=== SHORT TASK 1 ===
Gather every line of the entries that contains the string "pink".
=== SHORT TASK 2 ===
Extend the forum thread on Topaz and CryoSPARC denoising with the next reply, starting after its final post.

=== TEXT BLOCK ===

◇ ◇ ◇ ◇

Topaz has its own denoiser, but training it requires movies. I only used its pre-trained model and it was fine.

But now CryoSPARC’s own denoiser (more recently introduced) performs much better, and is fast to train on your own data. So I would suggest using this one! This is what the documentation refers to with the training data generated by patch motion correction.

Now, training the topaz picking model isn’t going to work on micrographs denoised by CryoSPARC, but this is fine: you simply use the denoised micrographs to assist your manual picking, then train topaz on raw micrographs, and apply the resulting picking model to raw micrographs too.

That said, several people (myself included!) have found that CryoSPARC’s blob and template pickers applied to micrographs denoised by its denoiser (plus some filtering of the resulting picks with the “Inspect picks” job) performs just as well as topaz.

Good luck!

4 Likes

Hi Guillaume,

Thank you for the response, I have done the normal workflow you mentioned.

I would still like to try Topaz specifically with Topaz denoised micrographs (since I don’t have the latest version of Topaz that is compatible with the cryosparc denoised micrographs).

Would love some insight on Topaz specifically. :folded_hands:

I would recommend just using topaz without denoising - just use CS denoising for visualization of the training data, & train topaz on the original data. I haven’t found topaz denoise especially helpful for improving the results of topaz training, & as Guillaume says the CS denoiser works better for visualization

I don’t think the latest version of topaz is compatible with CS denoised micrographs, is it?

This is where the disjointed source information is confusing - I’ve read that you need topaz denoised micrographs to pair with the topaz train (otherwise it doesn’t do well because of how it maps back to the original micrographs once you train the topaz model on your denoised data to pick the particles)?

In the new cyrosparc release notes it specifies that cryoparc denoised micrographs works with topaz v0.3.0 (see “Particle Picking” section) - but I only have the old version of topaz which is unsupported.

I would like to try training a topaz denoise model on my data and then take that model to process my micrographs to use for topaz train and extract. If it doesn’t improve - that’s fine I would just like to give it a try - rather than do work arounds, but what I haven’t found clear answers to is what I mentioned in the first post so even start.

◇ ◇ ◇ ◇

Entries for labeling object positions
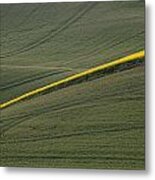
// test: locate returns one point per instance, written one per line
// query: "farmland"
(92, 124)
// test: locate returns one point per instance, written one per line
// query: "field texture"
(96, 122)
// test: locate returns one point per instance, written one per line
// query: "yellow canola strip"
(125, 59)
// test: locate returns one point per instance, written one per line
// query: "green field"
(93, 124)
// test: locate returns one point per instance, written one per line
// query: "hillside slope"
(93, 124)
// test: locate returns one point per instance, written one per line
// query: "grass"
(93, 124)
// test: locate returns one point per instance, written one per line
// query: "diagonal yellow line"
(125, 59)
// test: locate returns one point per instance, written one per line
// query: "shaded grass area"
(69, 37)
(96, 124)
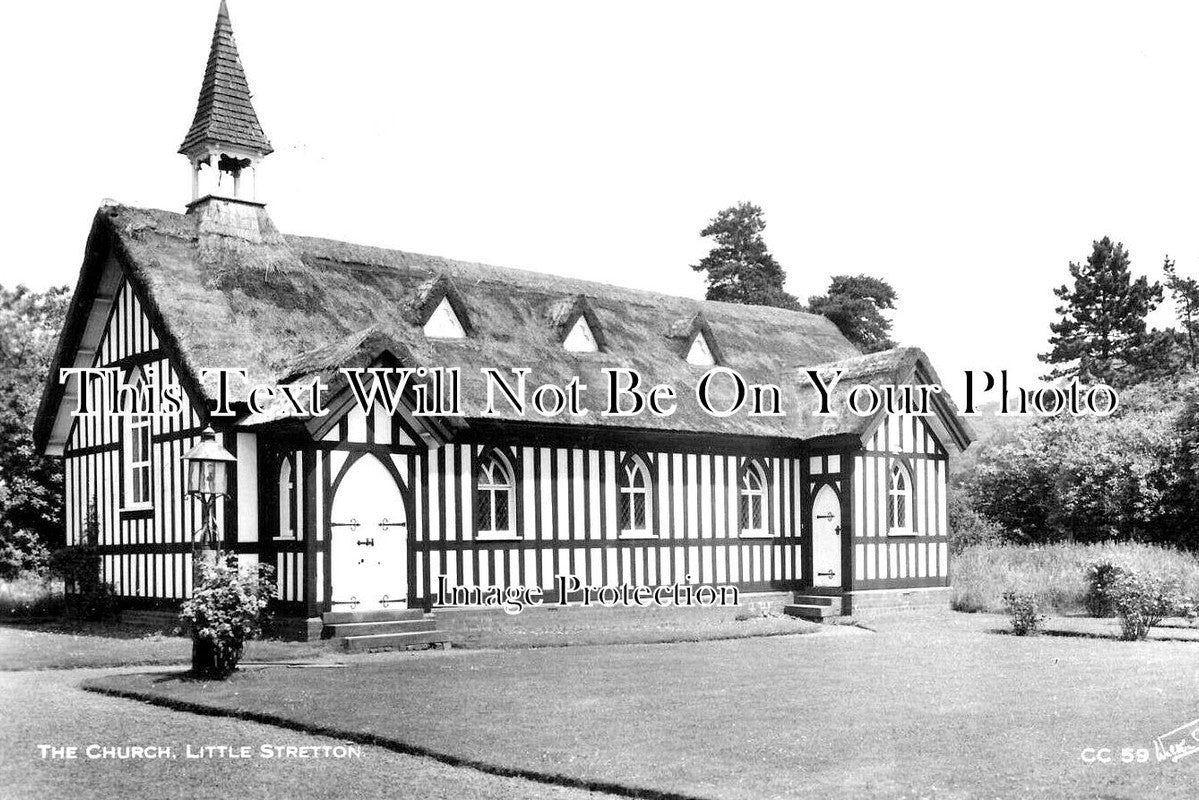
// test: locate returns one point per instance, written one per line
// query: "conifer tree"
(1101, 335)
(1185, 293)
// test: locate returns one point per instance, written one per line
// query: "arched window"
(496, 495)
(753, 499)
(633, 497)
(136, 455)
(287, 500)
(899, 507)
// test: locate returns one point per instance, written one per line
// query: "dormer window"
(580, 338)
(699, 354)
(576, 325)
(693, 341)
(444, 323)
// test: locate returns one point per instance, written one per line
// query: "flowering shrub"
(1100, 577)
(1143, 600)
(224, 612)
(1024, 611)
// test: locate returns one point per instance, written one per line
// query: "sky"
(964, 152)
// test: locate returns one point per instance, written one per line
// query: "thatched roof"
(291, 307)
(895, 367)
(224, 113)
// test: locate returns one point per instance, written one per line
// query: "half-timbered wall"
(145, 551)
(881, 557)
(567, 522)
(565, 519)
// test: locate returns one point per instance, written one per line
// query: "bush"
(20, 552)
(1100, 577)
(30, 596)
(1144, 600)
(1058, 573)
(88, 596)
(224, 612)
(1024, 611)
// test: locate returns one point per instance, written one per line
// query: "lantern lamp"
(208, 467)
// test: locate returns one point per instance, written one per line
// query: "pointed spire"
(224, 114)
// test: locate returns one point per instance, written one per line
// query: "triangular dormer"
(700, 354)
(580, 338)
(444, 323)
(441, 312)
(696, 341)
(577, 325)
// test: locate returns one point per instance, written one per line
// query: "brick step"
(818, 600)
(395, 641)
(372, 615)
(812, 613)
(342, 630)
(151, 619)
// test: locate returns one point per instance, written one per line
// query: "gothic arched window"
(899, 506)
(496, 495)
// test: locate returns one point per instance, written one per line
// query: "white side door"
(826, 539)
(368, 535)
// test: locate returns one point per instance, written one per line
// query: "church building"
(363, 512)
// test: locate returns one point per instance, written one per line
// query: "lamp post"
(208, 479)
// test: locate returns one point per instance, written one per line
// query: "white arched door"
(368, 533)
(826, 539)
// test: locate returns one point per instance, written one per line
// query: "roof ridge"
(648, 295)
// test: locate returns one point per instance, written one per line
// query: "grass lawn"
(1056, 573)
(546, 627)
(58, 645)
(923, 708)
(47, 708)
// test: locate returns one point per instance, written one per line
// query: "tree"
(1101, 335)
(30, 486)
(740, 269)
(855, 304)
(1185, 293)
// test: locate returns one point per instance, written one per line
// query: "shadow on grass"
(98, 629)
(375, 740)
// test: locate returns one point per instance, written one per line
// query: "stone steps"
(815, 608)
(342, 630)
(373, 642)
(383, 629)
(372, 615)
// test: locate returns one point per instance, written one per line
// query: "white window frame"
(628, 491)
(487, 488)
(137, 428)
(288, 498)
(895, 493)
(747, 493)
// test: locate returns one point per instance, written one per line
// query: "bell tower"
(226, 142)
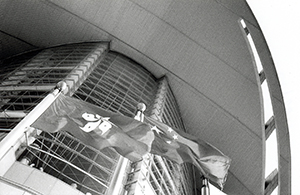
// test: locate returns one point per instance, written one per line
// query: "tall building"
(201, 66)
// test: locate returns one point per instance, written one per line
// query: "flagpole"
(116, 184)
(16, 136)
(204, 188)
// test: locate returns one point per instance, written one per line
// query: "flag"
(97, 127)
(181, 147)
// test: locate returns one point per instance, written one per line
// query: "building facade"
(104, 78)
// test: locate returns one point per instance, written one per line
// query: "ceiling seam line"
(197, 43)
(18, 38)
(251, 132)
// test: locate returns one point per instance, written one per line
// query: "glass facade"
(116, 83)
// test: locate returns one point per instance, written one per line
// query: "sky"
(279, 21)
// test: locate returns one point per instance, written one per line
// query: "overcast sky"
(279, 21)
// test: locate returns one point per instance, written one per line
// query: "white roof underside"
(198, 45)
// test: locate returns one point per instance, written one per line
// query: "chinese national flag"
(181, 147)
(97, 127)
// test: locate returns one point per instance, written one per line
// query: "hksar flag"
(181, 147)
(97, 127)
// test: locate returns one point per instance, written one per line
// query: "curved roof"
(199, 45)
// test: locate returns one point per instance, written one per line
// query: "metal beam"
(271, 182)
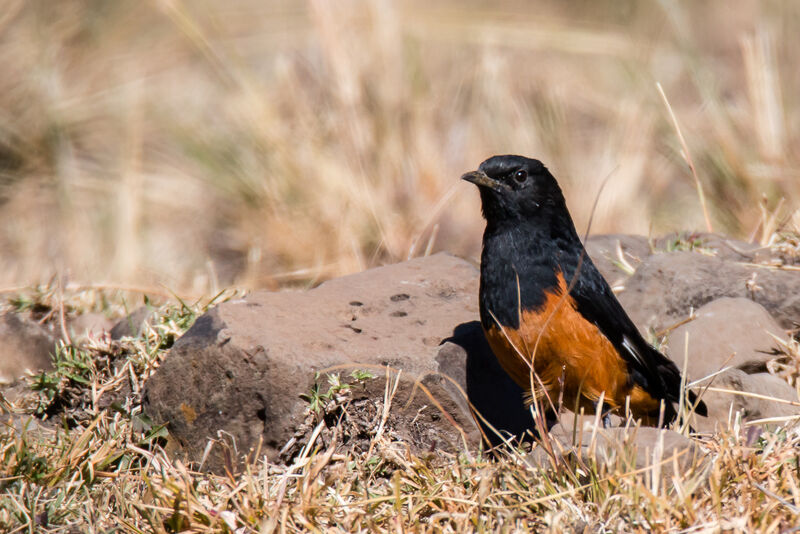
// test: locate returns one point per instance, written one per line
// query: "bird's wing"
(598, 304)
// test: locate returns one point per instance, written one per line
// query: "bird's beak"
(480, 179)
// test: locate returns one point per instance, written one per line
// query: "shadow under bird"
(549, 316)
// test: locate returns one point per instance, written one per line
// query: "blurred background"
(201, 144)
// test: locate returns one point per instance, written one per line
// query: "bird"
(548, 314)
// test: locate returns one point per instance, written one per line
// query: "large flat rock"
(243, 365)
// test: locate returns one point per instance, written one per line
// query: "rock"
(603, 251)
(132, 324)
(666, 286)
(728, 332)
(620, 447)
(723, 400)
(243, 365)
(25, 347)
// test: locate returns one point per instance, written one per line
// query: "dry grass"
(200, 144)
(101, 466)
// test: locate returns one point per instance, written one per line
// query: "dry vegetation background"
(203, 143)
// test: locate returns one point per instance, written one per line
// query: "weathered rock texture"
(24, 347)
(242, 367)
(736, 336)
(666, 287)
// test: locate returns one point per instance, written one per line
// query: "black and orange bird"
(550, 317)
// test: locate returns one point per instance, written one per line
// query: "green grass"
(101, 466)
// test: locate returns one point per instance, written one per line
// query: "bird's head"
(515, 188)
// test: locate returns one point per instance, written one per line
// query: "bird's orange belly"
(558, 355)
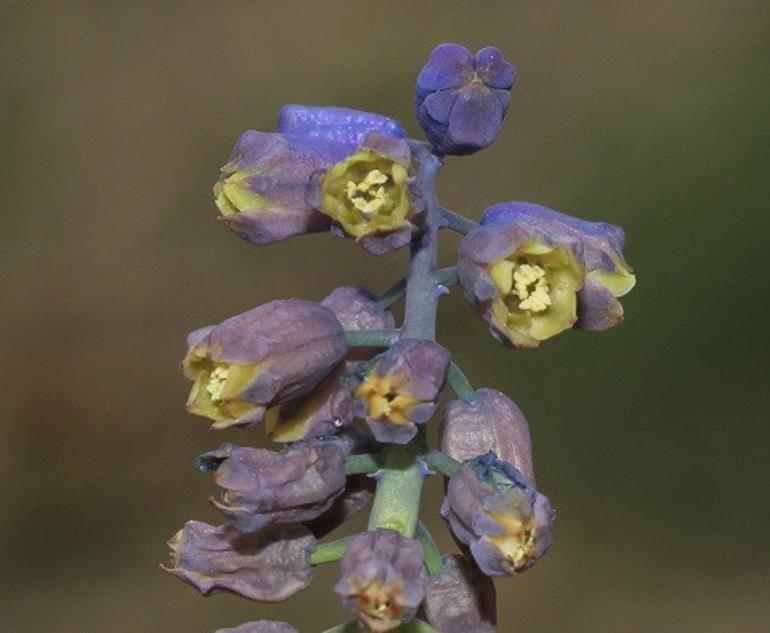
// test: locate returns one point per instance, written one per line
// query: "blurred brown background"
(651, 439)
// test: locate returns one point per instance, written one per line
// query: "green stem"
(370, 338)
(432, 556)
(458, 223)
(364, 464)
(397, 499)
(329, 552)
(392, 294)
(459, 382)
(440, 463)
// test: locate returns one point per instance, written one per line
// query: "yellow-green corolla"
(367, 194)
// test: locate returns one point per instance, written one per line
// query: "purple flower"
(341, 125)
(298, 484)
(261, 193)
(327, 408)
(270, 565)
(461, 98)
(261, 626)
(494, 509)
(485, 421)
(403, 389)
(371, 194)
(608, 276)
(382, 579)
(261, 358)
(522, 281)
(460, 599)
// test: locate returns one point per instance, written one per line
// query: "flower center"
(216, 382)
(368, 195)
(531, 287)
(384, 399)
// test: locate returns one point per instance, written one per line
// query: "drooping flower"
(608, 276)
(327, 409)
(402, 389)
(522, 281)
(271, 354)
(382, 579)
(460, 599)
(261, 192)
(371, 194)
(297, 484)
(494, 509)
(261, 626)
(270, 565)
(461, 98)
(485, 421)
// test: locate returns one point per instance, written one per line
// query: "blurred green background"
(651, 439)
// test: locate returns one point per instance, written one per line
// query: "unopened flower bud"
(370, 194)
(260, 358)
(494, 509)
(485, 421)
(297, 484)
(262, 191)
(261, 626)
(461, 98)
(607, 275)
(382, 581)
(460, 599)
(341, 125)
(402, 390)
(270, 565)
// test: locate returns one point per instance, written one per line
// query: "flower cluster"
(348, 395)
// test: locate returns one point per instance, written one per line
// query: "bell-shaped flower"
(327, 409)
(485, 421)
(382, 579)
(607, 277)
(402, 389)
(371, 194)
(462, 98)
(297, 484)
(460, 599)
(268, 355)
(522, 281)
(491, 507)
(341, 125)
(261, 192)
(270, 565)
(261, 626)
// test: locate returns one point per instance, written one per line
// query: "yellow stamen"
(217, 382)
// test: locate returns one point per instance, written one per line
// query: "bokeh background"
(651, 439)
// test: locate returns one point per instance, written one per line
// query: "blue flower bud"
(297, 484)
(268, 355)
(460, 599)
(485, 421)
(262, 191)
(383, 580)
(270, 565)
(403, 389)
(494, 509)
(341, 125)
(261, 626)
(461, 98)
(608, 276)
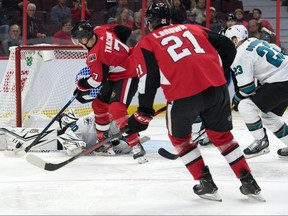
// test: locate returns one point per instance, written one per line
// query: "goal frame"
(18, 71)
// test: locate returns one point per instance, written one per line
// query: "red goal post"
(40, 79)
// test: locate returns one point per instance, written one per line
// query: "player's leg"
(218, 123)
(269, 98)
(197, 130)
(102, 117)
(123, 93)
(180, 116)
(250, 114)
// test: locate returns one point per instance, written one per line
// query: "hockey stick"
(43, 132)
(168, 155)
(33, 159)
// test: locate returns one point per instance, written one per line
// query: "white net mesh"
(47, 83)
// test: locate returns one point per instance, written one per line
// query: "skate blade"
(141, 160)
(257, 197)
(213, 197)
(262, 152)
(283, 157)
(18, 153)
(104, 153)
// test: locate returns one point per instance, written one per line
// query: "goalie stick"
(168, 155)
(36, 161)
(43, 132)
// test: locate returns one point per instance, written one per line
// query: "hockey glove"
(138, 122)
(83, 96)
(236, 100)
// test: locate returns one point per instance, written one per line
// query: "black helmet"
(82, 29)
(158, 14)
(230, 17)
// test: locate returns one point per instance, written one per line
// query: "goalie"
(72, 134)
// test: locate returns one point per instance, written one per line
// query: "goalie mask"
(80, 30)
(158, 14)
(238, 31)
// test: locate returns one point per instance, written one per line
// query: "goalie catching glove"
(83, 89)
(139, 121)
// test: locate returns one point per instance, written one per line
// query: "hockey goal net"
(40, 80)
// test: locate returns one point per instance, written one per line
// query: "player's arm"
(224, 47)
(122, 32)
(149, 81)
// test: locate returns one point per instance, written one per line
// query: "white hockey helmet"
(238, 31)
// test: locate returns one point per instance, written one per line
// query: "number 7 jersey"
(109, 57)
(180, 59)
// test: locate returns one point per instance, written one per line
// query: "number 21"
(179, 43)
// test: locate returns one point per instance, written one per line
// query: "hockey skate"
(207, 188)
(139, 153)
(104, 150)
(107, 148)
(283, 153)
(204, 141)
(67, 118)
(257, 148)
(250, 187)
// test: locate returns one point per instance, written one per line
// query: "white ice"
(99, 185)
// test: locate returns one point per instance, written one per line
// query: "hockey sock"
(190, 155)
(234, 156)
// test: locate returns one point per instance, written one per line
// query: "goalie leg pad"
(71, 142)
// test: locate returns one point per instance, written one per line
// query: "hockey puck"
(18, 145)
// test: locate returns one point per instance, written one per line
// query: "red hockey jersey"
(109, 57)
(180, 59)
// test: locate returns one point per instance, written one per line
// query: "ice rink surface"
(99, 185)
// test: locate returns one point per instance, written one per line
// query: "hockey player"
(182, 59)
(73, 135)
(111, 68)
(257, 59)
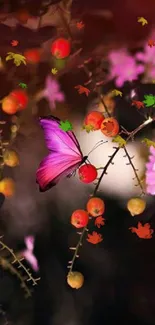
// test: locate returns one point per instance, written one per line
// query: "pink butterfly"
(65, 154)
(28, 253)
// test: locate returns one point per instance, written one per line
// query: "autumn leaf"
(54, 71)
(66, 126)
(82, 90)
(80, 25)
(18, 58)
(116, 92)
(22, 85)
(151, 43)
(118, 139)
(142, 231)
(142, 20)
(94, 238)
(14, 43)
(148, 142)
(149, 100)
(99, 221)
(138, 104)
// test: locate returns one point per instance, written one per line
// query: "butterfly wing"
(65, 156)
(58, 140)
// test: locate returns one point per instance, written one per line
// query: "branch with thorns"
(104, 172)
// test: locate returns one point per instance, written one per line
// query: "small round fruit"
(87, 173)
(11, 158)
(95, 206)
(75, 280)
(136, 206)
(79, 218)
(93, 121)
(7, 187)
(33, 56)
(109, 102)
(10, 105)
(110, 127)
(61, 48)
(22, 98)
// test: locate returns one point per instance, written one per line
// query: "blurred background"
(119, 272)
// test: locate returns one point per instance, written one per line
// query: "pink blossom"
(28, 253)
(147, 56)
(123, 67)
(150, 172)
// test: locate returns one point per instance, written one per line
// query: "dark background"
(119, 272)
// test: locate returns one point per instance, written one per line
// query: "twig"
(104, 172)
(20, 264)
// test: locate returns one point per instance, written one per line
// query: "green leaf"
(149, 100)
(66, 126)
(118, 139)
(148, 142)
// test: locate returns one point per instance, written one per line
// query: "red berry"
(61, 48)
(87, 173)
(33, 55)
(79, 218)
(93, 121)
(21, 97)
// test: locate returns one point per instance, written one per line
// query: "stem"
(131, 135)
(20, 264)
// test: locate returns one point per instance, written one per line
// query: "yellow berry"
(10, 158)
(75, 280)
(136, 206)
(7, 187)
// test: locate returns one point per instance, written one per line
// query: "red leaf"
(80, 25)
(99, 221)
(151, 43)
(138, 104)
(82, 90)
(14, 43)
(142, 231)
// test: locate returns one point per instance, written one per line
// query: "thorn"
(14, 261)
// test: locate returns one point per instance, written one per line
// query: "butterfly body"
(65, 154)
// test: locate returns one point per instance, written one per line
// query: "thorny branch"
(7, 264)
(104, 172)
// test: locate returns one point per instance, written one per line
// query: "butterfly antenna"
(98, 144)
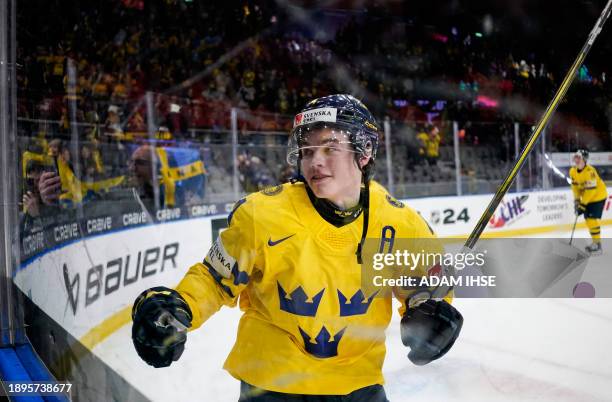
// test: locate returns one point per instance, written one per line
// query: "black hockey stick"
(544, 119)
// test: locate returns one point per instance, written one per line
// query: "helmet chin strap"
(365, 172)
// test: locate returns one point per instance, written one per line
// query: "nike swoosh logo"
(274, 243)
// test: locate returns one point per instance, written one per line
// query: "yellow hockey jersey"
(587, 185)
(307, 327)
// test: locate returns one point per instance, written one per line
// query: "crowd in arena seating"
(91, 65)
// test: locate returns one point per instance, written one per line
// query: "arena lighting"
(486, 101)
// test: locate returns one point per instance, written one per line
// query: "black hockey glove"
(430, 330)
(579, 208)
(160, 320)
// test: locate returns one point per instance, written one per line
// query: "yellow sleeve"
(227, 268)
(575, 185)
(594, 189)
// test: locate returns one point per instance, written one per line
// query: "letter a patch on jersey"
(220, 260)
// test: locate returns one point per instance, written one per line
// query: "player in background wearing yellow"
(590, 195)
(290, 258)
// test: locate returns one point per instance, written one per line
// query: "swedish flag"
(182, 175)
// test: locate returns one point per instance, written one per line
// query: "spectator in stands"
(422, 137)
(142, 166)
(31, 195)
(433, 145)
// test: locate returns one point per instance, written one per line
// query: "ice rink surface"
(509, 350)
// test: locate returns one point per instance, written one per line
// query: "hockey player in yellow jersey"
(290, 258)
(590, 195)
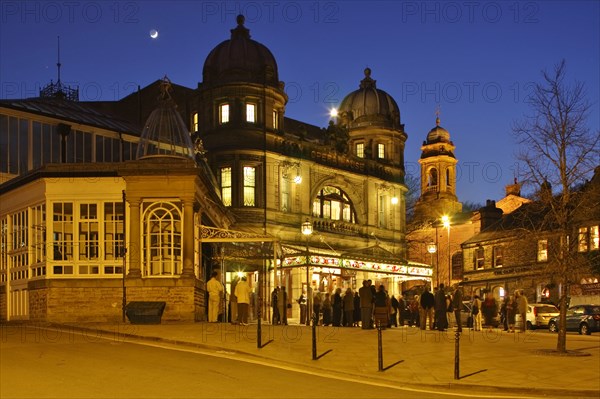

◇ ◇ ◇ ◇

=== OUTPUT 1 ===
// query: "pink butterfly"
// query: "pink blossom"

=== OUTPUT 2 ===
This is where the disjointed source information is confusing - I’ve read that you need topaz denoised micrographs to pair with the topaz train (otherwise it doesn’t do well because of how it maps back to the original micrographs once you train the topaz model on your denoised data to pick the particles)?

This is incorrect. Just train with the denoised micrographs as input, but switch off the option in topaz train to use the denoised micrographs (it will use the original mics which are associated with the denoised ones you provided). Can guarantee this works fine :slight_smile:

I see what you mean in the release notes, interesting! Would like more detail on that (@rwaldo?), as it is not mentioned in the release notes for Topaz v0.3..

1 Like

Hi @ilya.v,

Thanks for posting your questions to the forum! I first would like to echo the sentiments/experiences of @Guillaume and @olibclarke in that we observed (and other users have reported) that use of the template/blob picker and appropriately selected parameters in conjunction with the CryoSPARC denoised micrographs will perform as well as Topaz will with minimal headaches. We would suggest you try to process your dataset in this manner first and, if there are any issues, try to use Topaz as Topaz is more complicated to get right and will likely require some tuning.

Here is a guide to picking in CryoSPARC that is a good example of “how to do it right”.

Additionally, here is a small test we did showing that the performance of template picking on CS denoised micrographs performs just as well as Topaz (Table S8): https://www.biorxiv.org/content/10.1101/2025.10.17.682689v1.full#:~:text=8.6%20Supplementary%20Tables

In the event you want to use Topaz further, here are some answers to your questions:

  1. The training data mentioned in your links is specifically for the CryoSPARC denoiser. To obtain denoised micrographs from Topaz, you should use the output micrographs from a Patch CTF job as inputs into a Topaz Denoise job.

  2. The Topaz Denoising job is used to denoise micrographs, Topaz Train is used to train a Topaz picking model on a set of particle picks and micrographs, and Topaz Extract uses the picking model generated from Topaz Train to pick all micrographs in a dataset. Notwithstanding the Topaz Extract name, particles picked by Topaz Extract still need to be extracted in a separate job, such as Extract from Micrographs.

  3. For inputs to Topaz Train, you will want to have a highly curated set of particles and micrographs. We generally see that 3-5k particles from ~100 micrographs will suffice to train a reliable and well performing model. There are a couple of ways to generate training data; the choice will depend on where you are at in your processing journey.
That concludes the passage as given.